__PROBLEM__. Below is a block of records: output all of them exactly and leave out the pictures.

[Point annotation records]
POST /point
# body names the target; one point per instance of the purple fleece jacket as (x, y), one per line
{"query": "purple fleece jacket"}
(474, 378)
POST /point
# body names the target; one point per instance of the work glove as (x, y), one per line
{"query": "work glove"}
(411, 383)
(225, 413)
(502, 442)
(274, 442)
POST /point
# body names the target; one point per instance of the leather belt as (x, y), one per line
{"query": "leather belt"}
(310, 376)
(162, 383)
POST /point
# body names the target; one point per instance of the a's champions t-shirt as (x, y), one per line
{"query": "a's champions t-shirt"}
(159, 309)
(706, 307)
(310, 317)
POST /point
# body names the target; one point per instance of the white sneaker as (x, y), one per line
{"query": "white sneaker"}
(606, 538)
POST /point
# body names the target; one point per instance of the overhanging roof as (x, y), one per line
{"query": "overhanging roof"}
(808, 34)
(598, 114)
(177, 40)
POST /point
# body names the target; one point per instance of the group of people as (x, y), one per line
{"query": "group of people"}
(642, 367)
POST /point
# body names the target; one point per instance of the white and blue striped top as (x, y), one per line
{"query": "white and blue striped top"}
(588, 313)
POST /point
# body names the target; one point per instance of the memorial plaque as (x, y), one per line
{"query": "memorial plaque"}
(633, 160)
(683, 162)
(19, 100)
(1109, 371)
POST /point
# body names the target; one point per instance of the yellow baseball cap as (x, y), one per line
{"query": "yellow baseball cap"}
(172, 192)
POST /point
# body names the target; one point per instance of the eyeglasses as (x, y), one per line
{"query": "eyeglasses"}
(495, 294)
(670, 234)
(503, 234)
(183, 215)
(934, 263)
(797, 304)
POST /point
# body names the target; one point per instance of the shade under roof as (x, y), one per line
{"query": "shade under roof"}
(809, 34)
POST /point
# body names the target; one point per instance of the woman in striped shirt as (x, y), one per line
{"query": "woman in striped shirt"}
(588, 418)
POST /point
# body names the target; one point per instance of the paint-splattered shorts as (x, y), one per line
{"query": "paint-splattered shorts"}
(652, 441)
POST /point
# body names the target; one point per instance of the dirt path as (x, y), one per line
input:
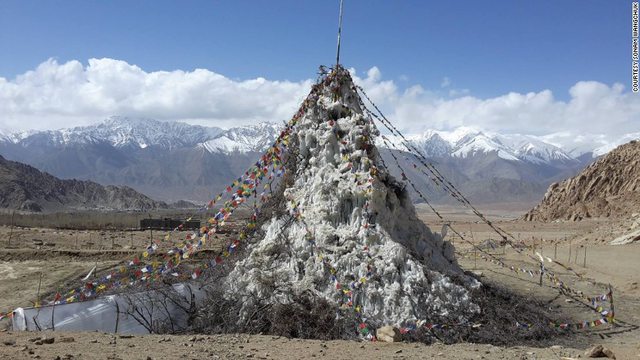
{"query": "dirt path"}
(108, 346)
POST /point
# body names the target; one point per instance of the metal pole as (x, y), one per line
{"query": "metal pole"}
(339, 33)
(38, 295)
(541, 271)
(612, 310)
(475, 249)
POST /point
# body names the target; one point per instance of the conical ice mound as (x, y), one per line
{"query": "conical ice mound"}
(350, 233)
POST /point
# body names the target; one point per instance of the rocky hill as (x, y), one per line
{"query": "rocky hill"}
(23, 187)
(610, 187)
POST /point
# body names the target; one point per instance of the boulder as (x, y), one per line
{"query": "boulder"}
(600, 351)
(388, 334)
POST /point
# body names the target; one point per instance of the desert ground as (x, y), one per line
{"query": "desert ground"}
(49, 259)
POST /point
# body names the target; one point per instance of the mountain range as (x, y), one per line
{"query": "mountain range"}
(173, 161)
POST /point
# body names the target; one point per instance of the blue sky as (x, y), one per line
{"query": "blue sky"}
(558, 69)
(488, 47)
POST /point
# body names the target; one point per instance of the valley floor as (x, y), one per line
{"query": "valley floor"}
(75, 253)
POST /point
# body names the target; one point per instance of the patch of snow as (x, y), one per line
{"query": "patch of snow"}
(357, 232)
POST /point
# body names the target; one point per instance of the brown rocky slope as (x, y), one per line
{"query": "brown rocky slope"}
(26, 188)
(609, 187)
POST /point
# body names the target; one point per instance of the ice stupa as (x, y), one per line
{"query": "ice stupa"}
(348, 231)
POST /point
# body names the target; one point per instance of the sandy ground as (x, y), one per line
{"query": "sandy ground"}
(22, 263)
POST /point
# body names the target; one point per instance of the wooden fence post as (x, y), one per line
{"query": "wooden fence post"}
(612, 310)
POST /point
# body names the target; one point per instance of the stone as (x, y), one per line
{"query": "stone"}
(600, 351)
(9, 342)
(388, 334)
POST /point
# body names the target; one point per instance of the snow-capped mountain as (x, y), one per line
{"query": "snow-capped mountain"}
(243, 139)
(467, 142)
(173, 161)
(121, 132)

__SOLUTION TO THIS PROBLEM__.
POST /point
# body names the target; one point per instance of the purple fleece jacket as (x, y), one per line
{"query": "purple fleece jacket"}
(474, 378)
POST /point
# body names the target; one point per instance of the work glove as (x, y), one per line
{"query": "work glove"}
(411, 383)
(225, 413)
(502, 442)
(274, 442)
POST /point
# body names the target; one point per instance of the leather belt as (x, y), one per line
{"query": "leather belt"}
(310, 376)
(162, 383)
POST /point
# body names the target; one point per instance of the a's champions t-shirt as (x, y), one per line
{"query": "a's champions t-shirt"}
(159, 309)
(706, 307)
(310, 317)
POST /point
# body names the target; one point per instance of the white sneaker as (x, y), one per line
{"query": "white sneaker"}
(606, 538)
POST /point
# body names the target; one point per instance of the overhanging roof as (x, y), one per line
{"query": "overhanging roof"}
(808, 34)
(598, 114)
(177, 40)
POST /point
# body names the target; one point per instance of the group of people as (x, y), one per line
{"query": "group of people"}
(642, 367)
POST /point
# body names the target; one point per instance of the white and blue striped top as (x, y), one per line
{"query": "white and blue striped top"}
(588, 313)
POST /point
# body names the target; one point per instance of the memorial plaque as (x, y), one per line
{"query": "memorial plaque"}
(633, 160)
(683, 162)
(19, 100)
(1109, 371)
POST /point
# body names the target; one point per instance of the yellow baseball cap as (x, y), one per line
{"query": "yellow baseball cap"}
(172, 192)
POST /point
# body names the target; one point per instance of the eyeglasses as (x, y), one per line
{"query": "eyeglasses"}
(495, 294)
(670, 234)
(503, 234)
(183, 215)
(934, 263)
(797, 304)
POST /point
# body names the target; one point per instance of the shade under roof as (x, y), one per line
{"query": "shade under roof"}
(809, 34)
POST /point
# body names the target; one point per instance of the woman in striped shirt as (x, y), one per line
{"query": "woman in striped shirt"}
(588, 418)
POST /point
# body names the target; one point per instance of the paint-splattered shorts as (x, y), one per line
{"query": "paint-splattered shorts"}
(652, 441)
POST /point
# body names the target; one point per instance of the dirt path as (x, y), one per line
input:
{"query": "dirt path"}
(108, 346)
POST /point
# body names the target; one point per instance of the metal pole as (x, y), one per line
{"query": "metal pole"}
(339, 33)
(38, 295)
(541, 271)
(612, 310)
(475, 249)
POST /point
# body names the target; one point per instance of the conical ice mound as (x, y), one per line
{"query": "conical ice mound"}
(350, 233)
POST /point
# body names the target; one point per instance of the rocky hill as (x, y), one per line
{"query": "rocky hill"}
(23, 187)
(610, 187)
POST /point
# body names the target; one point per instance of the boulder as (x, y), one per line
{"query": "boulder"}
(600, 351)
(388, 334)
POST /point
# body names the target; one point per instance of the desert ground as (x, y), one per line
{"query": "desert ground"}
(49, 259)
POST /point
# body names the target; one point per instance of the mountain range as (x, y), one per line
{"query": "mountain range"}
(173, 161)
POST /point
# body names the target; one point per instance of the blue sky as (x, y), one per line
{"query": "blue sky"}
(558, 69)
(488, 47)
POST /point
# body names the target; one point per instance of the valley floor as (x, y), one per line
{"query": "valley floor"}
(75, 253)
POST /point
# body names the target; one point per instance of the patch of snow as (x, y), one per line
{"query": "patch of snow"}
(357, 232)
POST /point
# body names the target; one point per instance of the brown rocky slope as (x, y), one per line
{"query": "brown rocky slope"}
(26, 188)
(609, 187)
POST /point
# body names the target; one point per instance of the ice stupa as (x, y), one per line
{"query": "ice stupa"}
(348, 231)
POST /point
# body names the target; one point per instance of the sandy ground as (x, y), one per line
{"query": "sandy ground"}
(22, 263)
POST /point
# body names the target; one point per instance of the wooden fence post as (x, y), one per line
{"query": "wooden fence post"}
(612, 310)
POST /point
# body names the target; one point per instance of the stone as (x, y), one per line
{"query": "stone"}
(600, 351)
(9, 342)
(388, 334)
POST /point
# body names the target; one point per instance of the snow-capped mountain as (x, y), one per line
{"query": "snow-capped mountain"}
(243, 139)
(467, 142)
(173, 161)
(121, 132)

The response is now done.